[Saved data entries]

+-------+

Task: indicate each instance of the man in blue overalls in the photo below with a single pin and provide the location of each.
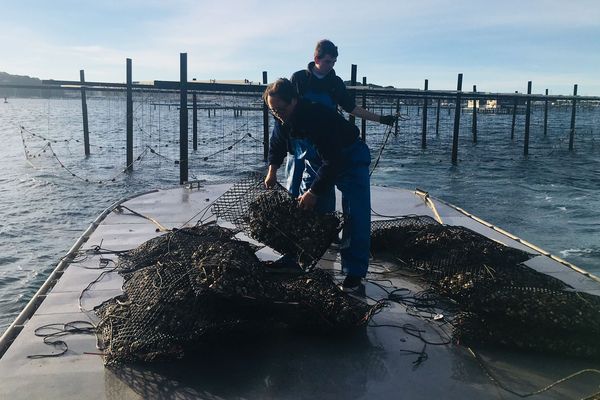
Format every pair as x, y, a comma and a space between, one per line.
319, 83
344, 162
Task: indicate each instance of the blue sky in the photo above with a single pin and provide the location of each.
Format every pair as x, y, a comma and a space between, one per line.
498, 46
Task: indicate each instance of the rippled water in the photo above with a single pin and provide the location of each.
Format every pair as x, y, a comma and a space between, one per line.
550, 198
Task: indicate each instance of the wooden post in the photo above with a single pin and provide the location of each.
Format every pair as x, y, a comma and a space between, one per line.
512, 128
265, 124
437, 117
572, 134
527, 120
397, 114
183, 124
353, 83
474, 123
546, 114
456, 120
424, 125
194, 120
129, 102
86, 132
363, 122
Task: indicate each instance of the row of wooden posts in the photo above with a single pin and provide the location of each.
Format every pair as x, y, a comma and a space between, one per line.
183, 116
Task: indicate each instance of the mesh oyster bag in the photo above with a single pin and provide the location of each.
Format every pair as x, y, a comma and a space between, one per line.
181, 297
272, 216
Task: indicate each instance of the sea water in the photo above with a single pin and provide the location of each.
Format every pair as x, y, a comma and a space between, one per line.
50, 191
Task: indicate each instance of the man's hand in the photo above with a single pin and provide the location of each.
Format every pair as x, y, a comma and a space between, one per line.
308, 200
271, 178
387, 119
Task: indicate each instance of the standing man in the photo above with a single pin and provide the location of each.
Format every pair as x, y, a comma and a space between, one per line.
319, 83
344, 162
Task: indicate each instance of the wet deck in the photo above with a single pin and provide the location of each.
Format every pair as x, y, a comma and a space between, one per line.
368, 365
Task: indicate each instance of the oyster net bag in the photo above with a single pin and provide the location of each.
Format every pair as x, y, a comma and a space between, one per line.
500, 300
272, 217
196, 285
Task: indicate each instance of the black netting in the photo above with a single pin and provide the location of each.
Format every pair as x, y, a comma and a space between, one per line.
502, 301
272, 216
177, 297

+-------+

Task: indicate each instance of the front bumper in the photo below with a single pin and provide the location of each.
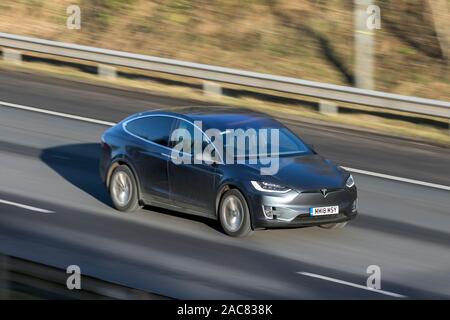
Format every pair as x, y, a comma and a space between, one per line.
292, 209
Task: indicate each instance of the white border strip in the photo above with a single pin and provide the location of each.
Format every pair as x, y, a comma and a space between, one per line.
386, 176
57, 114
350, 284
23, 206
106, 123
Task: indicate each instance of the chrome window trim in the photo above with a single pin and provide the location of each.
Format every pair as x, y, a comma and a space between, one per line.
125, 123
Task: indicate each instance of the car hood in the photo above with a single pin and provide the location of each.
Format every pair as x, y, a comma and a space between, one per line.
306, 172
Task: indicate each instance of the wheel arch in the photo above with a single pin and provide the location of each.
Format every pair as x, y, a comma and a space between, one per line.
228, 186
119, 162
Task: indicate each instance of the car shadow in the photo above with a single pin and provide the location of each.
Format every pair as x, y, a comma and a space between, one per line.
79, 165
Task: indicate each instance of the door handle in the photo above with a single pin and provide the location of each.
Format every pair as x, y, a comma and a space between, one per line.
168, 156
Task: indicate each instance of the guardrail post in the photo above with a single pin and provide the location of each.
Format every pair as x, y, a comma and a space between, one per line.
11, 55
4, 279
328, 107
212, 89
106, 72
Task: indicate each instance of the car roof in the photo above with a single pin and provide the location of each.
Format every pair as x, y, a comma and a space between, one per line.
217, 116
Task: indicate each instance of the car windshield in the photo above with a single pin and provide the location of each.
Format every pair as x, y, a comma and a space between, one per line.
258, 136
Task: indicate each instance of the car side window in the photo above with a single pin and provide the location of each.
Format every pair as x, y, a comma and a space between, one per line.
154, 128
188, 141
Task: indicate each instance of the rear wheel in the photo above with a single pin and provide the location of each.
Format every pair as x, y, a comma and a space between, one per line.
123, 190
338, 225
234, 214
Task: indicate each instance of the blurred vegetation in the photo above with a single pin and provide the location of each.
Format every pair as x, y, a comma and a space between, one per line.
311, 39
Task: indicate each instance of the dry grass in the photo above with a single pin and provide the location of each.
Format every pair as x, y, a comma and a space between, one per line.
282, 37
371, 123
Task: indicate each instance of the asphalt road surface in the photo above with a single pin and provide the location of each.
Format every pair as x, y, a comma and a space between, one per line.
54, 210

+-------+

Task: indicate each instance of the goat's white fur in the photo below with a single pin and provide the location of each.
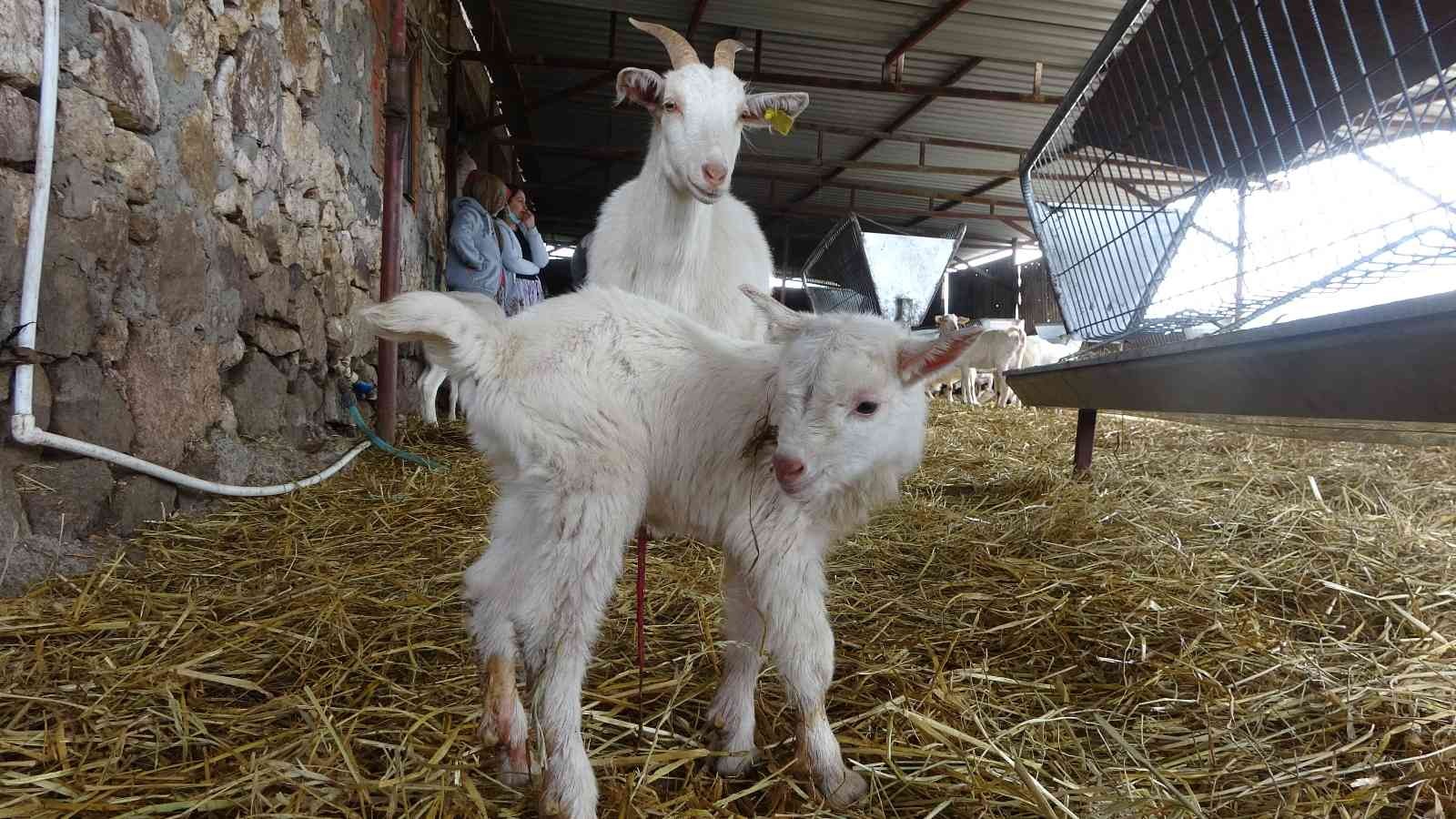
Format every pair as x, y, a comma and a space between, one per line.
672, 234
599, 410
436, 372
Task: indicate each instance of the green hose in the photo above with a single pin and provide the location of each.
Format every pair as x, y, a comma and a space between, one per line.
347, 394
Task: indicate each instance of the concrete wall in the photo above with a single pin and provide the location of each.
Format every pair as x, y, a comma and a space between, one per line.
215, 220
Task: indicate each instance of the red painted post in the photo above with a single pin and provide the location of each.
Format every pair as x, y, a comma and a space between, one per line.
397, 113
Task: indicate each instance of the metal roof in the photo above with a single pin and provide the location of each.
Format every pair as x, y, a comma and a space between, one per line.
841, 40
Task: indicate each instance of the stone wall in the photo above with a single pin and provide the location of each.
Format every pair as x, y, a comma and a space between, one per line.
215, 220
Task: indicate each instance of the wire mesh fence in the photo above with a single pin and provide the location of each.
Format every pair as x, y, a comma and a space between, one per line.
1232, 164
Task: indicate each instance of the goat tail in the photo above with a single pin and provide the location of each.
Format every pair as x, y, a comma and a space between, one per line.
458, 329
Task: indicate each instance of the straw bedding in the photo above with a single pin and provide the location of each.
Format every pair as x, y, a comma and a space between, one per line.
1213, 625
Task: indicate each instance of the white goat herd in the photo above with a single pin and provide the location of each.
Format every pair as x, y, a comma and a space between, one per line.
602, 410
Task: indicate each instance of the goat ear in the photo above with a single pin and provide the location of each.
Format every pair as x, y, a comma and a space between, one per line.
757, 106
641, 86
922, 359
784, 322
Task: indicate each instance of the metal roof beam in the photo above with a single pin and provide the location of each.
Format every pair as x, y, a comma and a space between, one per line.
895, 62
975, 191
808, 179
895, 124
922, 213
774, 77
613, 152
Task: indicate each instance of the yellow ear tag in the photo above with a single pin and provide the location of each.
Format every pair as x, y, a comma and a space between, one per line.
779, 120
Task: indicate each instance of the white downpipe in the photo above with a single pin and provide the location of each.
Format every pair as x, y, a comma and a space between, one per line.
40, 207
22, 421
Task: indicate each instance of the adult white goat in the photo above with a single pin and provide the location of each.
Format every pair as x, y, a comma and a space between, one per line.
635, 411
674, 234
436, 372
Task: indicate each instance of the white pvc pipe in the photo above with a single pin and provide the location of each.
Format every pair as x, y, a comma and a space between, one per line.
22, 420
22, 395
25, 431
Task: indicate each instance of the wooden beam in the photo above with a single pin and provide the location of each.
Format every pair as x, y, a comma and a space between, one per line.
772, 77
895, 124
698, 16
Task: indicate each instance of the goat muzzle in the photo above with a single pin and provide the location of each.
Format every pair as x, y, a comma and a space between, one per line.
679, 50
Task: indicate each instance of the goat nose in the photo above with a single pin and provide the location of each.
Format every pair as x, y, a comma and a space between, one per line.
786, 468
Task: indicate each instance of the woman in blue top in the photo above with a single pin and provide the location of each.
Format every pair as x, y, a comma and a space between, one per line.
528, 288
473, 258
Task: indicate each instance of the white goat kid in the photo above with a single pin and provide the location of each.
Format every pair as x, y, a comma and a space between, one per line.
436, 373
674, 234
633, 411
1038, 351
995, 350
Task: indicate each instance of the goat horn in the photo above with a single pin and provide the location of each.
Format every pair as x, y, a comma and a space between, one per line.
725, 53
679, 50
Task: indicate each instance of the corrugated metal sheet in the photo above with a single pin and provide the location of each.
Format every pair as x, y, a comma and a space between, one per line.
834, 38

+-------+

Your goal: Of the records above, print only the lines from the one containing "Task: indicate each instance of the man in" through the one containing "Task: indicate each instance of the blue", inclusive and unaltered, leaving out pictures.

Solved problem:
Task: indicate each instance of the man in blue overalls in the photo below with a single pin and provide the location of each.
Format every pair as x, y, a comma and a space between, one per line.
319, 83
344, 162
Task: indicate each instance of the blue sky in the photo above with a single pin and provide the location of each.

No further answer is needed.